[Dataset entries]
--------

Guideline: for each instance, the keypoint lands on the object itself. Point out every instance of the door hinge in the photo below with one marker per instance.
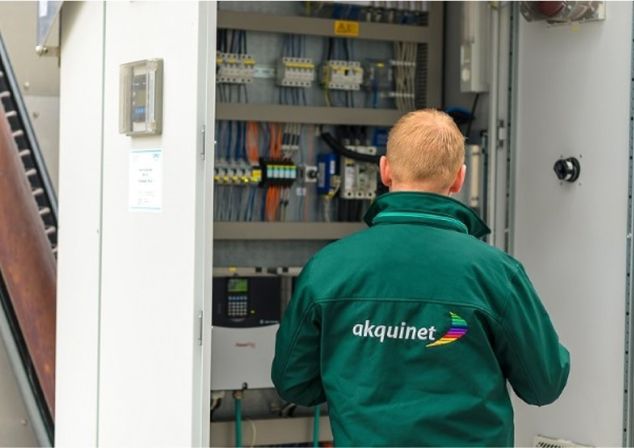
(200, 328)
(203, 154)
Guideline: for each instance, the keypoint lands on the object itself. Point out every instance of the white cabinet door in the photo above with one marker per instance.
(573, 99)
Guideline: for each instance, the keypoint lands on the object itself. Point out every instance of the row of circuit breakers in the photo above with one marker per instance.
(246, 315)
(239, 68)
(357, 180)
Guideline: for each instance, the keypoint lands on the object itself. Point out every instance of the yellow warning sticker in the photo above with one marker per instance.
(346, 28)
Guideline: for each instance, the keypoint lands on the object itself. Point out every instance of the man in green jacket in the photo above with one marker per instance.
(411, 329)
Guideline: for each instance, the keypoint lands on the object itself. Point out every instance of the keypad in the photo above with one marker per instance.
(237, 306)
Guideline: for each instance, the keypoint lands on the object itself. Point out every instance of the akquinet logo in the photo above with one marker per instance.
(456, 331)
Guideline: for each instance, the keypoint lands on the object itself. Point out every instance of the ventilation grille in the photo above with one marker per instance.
(548, 442)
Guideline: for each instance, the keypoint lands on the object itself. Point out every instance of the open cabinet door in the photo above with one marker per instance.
(573, 99)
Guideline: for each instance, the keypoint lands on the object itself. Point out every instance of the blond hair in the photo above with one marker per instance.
(425, 146)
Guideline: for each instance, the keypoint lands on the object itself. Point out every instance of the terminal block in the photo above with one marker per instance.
(341, 75)
(282, 172)
(295, 72)
(378, 75)
(359, 179)
(234, 68)
(237, 173)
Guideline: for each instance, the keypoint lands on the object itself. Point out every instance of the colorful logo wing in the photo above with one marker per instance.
(457, 330)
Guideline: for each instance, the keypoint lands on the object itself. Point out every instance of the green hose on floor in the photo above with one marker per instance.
(237, 395)
(316, 426)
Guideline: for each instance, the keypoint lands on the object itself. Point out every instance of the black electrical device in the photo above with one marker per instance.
(567, 170)
(246, 302)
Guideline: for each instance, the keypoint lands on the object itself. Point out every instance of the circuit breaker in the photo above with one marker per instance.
(246, 316)
(359, 179)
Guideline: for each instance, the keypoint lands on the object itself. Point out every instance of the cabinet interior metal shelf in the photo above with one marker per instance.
(315, 26)
(285, 230)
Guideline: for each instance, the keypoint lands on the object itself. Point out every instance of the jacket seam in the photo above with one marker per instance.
(435, 302)
(510, 337)
(291, 346)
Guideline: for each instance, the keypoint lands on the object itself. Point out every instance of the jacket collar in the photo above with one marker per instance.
(425, 208)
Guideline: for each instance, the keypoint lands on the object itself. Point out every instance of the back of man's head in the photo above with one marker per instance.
(425, 148)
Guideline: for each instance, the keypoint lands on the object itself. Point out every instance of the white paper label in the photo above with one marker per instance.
(145, 189)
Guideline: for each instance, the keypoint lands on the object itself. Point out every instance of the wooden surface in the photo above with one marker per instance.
(27, 264)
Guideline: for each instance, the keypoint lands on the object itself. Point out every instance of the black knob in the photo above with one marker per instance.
(567, 169)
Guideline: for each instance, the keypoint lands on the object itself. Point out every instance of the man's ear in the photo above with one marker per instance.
(457, 184)
(386, 175)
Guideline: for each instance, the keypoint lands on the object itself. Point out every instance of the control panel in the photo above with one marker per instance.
(247, 308)
(242, 302)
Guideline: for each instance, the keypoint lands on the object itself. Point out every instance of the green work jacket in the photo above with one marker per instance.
(411, 329)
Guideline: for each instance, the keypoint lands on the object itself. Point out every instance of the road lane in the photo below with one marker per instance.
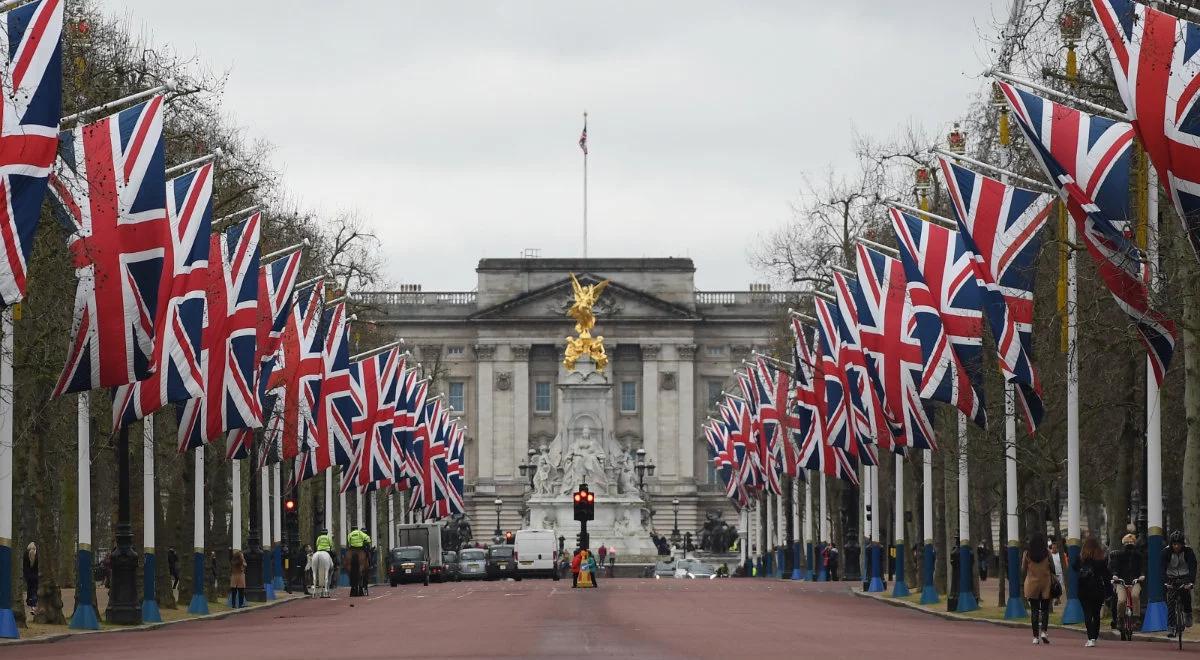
(623, 618)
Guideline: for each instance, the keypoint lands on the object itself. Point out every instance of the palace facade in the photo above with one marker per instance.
(497, 353)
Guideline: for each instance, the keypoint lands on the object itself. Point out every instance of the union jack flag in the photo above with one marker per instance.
(227, 345)
(373, 382)
(867, 395)
(1000, 226)
(887, 329)
(177, 347)
(276, 282)
(1087, 160)
(409, 402)
(456, 468)
(297, 375)
(331, 429)
(31, 97)
(947, 309)
(109, 189)
(816, 451)
(1156, 63)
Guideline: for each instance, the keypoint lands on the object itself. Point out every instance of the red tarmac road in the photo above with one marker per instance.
(624, 618)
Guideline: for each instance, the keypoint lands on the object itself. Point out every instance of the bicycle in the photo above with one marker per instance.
(1174, 621)
(1126, 616)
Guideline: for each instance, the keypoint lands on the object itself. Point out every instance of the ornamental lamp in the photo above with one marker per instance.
(1071, 29)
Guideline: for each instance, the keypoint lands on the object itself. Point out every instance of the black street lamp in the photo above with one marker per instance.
(675, 529)
(642, 468)
(529, 467)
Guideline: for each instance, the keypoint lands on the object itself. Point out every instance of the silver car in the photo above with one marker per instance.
(473, 564)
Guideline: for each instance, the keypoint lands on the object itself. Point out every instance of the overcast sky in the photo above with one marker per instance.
(453, 126)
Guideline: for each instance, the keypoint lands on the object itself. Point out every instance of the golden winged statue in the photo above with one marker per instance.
(585, 319)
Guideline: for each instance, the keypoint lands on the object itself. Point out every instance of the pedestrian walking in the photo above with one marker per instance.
(1093, 585)
(173, 567)
(29, 570)
(1038, 589)
(238, 579)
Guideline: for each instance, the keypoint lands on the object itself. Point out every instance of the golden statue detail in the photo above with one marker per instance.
(585, 319)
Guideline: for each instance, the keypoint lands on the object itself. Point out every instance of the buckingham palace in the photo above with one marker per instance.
(497, 353)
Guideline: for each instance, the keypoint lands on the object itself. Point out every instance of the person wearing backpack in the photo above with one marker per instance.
(1095, 579)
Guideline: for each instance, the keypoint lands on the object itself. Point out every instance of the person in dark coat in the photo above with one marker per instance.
(1180, 568)
(1095, 580)
(1128, 564)
(29, 570)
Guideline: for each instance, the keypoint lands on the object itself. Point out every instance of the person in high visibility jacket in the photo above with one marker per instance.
(325, 541)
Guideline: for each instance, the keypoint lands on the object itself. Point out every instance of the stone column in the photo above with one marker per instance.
(687, 383)
(520, 403)
(485, 379)
(651, 402)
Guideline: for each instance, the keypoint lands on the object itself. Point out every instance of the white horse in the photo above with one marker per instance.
(322, 567)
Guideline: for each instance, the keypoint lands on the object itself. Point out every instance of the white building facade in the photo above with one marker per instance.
(497, 353)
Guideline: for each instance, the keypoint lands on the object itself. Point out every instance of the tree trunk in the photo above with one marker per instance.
(1191, 486)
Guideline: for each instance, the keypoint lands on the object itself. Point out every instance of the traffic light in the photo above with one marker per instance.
(585, 504)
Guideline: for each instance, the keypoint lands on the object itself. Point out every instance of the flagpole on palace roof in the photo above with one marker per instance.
(583, 145)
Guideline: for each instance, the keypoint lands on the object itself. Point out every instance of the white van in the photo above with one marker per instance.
(535, 551)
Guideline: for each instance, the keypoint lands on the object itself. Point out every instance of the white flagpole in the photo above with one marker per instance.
(7, 621)
(966, 591)
(928, 592)
(277, 528)
(84, 616)
(1156, 613)
(585, 187)
(235, 485)
(199, 604)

--------

YOUR ASSIGNMENT — Every line from the one containing "the white van" through the end of the data must be repeated exactly, and no other line.

WRITTEN RESPONSE —
Guideline: for each instance, the keypoint lands on the object itself. Point out every instance of the white van in the photo above with one marker per instance.
(535, 551)
Guideline: for each instance, the keypoint lands on the object itself. Point out every instance of the white flagpole in the photo above with one marker per instance.
(7, 621)
(966, 591)
(928, 592)
(277, 528)
(84, 616)
(1156, 613)
(585, 187)
(235, 485)
(199, 604)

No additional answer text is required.